● **Texto proporcionado**
::::

Lo cierto es que Colón, supiera o no lo que estaba descubriendo, además de ser el primero en aprovechar el alisio para llegar a América, retornar con éxito y llevar a cabo otros tres viajes (asegurando a la Corona española el derecho de primacía sobre un nuevo mundo inmenso y lleno de promesas) había cambiado el «centro de gravedad» del orbe que, girando durante largos siglos en torno a las aguas del golfo Pérsico con los Imperios persa y asirio, tuvo que correrse definitivamente al Mediterráneo oriental con la primacía primero de los egipcios y después de los griegos, para, con las fulgurantes hazañas de Alejandro Magno, sufrir una catarsis total. Oriente, de forma irreversible, cedió la hegemonía al Occidente mediterráneo, en cuyo horizonte se columbraba ya la que sería inmensa sombra de Roma, que, a orillas del Mare Nostrum, fundó un imperio definitivo para la historia de la humanidad. Bizancio, con su sede en Constantinopla, parecía responder a una nueva solicitación desde el este; de hecho, una nueva raza, los turcos, acabaron por afianzar su poder sobre tierras de Anatolia, Asia y Europa Oriental y, tras un largo forcejeo (apenas medio siglo antes de que Colón zarpara por la gola del río Saltes, en Palos de Moguer, rumbo a su irrepetible aventura) se apoderaban en 1453 de una Constantinopla en pleno deterioro y casi fosilizada, para regenerarla con su ímpetu rebautizándola Estambul y proclamándose el sultán «emperador del mundo».

Poco hubo de durar su alegría; los tres viajes de Colón, seguidos de los otros que España llevó a cabo a continuación de este, a cargo de Alonso de Ojeda, Rodrigo de Bastidas, Vicente Yáñez Pinzón y un largo etcétera (además de los viajes secretos de los portugueses llevados a cabo en el mismo período) fueron pequeños golpes de palanca, al principio casi despreciables pero que, aplicados en el lugar oportuno del afán de dominio de las monarquías recién surgidas en Europa y alentando la codicia y el afán de lucro y mejora de muchos seres humanos, empezaron a hacer temblar el tremendo estafermo de la cultura posmedieval renacentista, obligándola a abrir los ojos al increíble tesoro que se le ofrecía: todo un enorme continente, extendido casi de polo a polo, por descubrir y conquistar. De forma inevitable, desde aquella pequeña isla donde Colón dejó un ancla imaginaria, el interés mundial, el dominio marítimo y la estrategia global, secundados por el irresistible tirón del comercio, fueron volcando poco a poco y sin posibilidad de retorno hacia las oscuras aguas del océano Atlántico, donde se librarían las decisivas contiendas del futuro, dejando al pobre sultán y sus sufridos súbditos allá lejos, en la peculiaridad histórica de Estambul, a las puertas del estéril mar Negro y con un palmo de narices.

::::

● **Datos proporcionados**

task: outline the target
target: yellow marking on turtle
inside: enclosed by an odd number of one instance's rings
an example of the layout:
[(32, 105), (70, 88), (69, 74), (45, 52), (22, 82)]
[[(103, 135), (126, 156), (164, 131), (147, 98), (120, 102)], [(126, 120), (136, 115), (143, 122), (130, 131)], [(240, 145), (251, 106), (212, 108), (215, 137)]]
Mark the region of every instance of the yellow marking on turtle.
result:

::::

● **Qué harás**
[1] Devuelve todas las líneas del listado tal como aparecen, sin cambiar nada.
[2] Retoma, por favor, el texto sobre Colón y el giro de la historia hacia el Atlántico justo después de su última oración.

● **Respuestas**
[1]
task: outline the target
target: yellow marking on turtle
inside: enclosed by an odd number of one instance's rings
an example of the layout:
[(32, 105), (70, 88), (69, 74), (45, 52), (22, 82)]
[[(103, 135), (126, 156), (164, 131), (147, 98), (120, 102)], [(126, 120), (136, 115), (143, 122), (130, 131)], [(240, 145), (251, 106), (212, 108), (215, 137)]]
Mark the region of every instance of the yellow marking on turtle.
result:

[2]
LOS COMPETIDORES

El primero que debió tirarse de los pelos, subiéndose por las paredes con el descubrimiento colombino al otro lado del océano, fue el rey Juan II de Portugal, conocido por el apelativo de «rey perfecto» por sus súbditos. ¿Cómo era posible que los portugueses, que habían sido capaces de cruzar el Atlántico de norte a sur y doblar el cabo de las Tormentas (Buena Esperanza) en 1487, a cargo de Bartolomeu Dias, mientras sembraban cuidadosamente de factorías y puertos de descanso toda la costa oriental del continente africano con el objeto de llegar a la India (y el propósito último de alcanzar las Molucas, donde lloverían riquezas con las especias), hubieran dejado pasar semejante oportunidad?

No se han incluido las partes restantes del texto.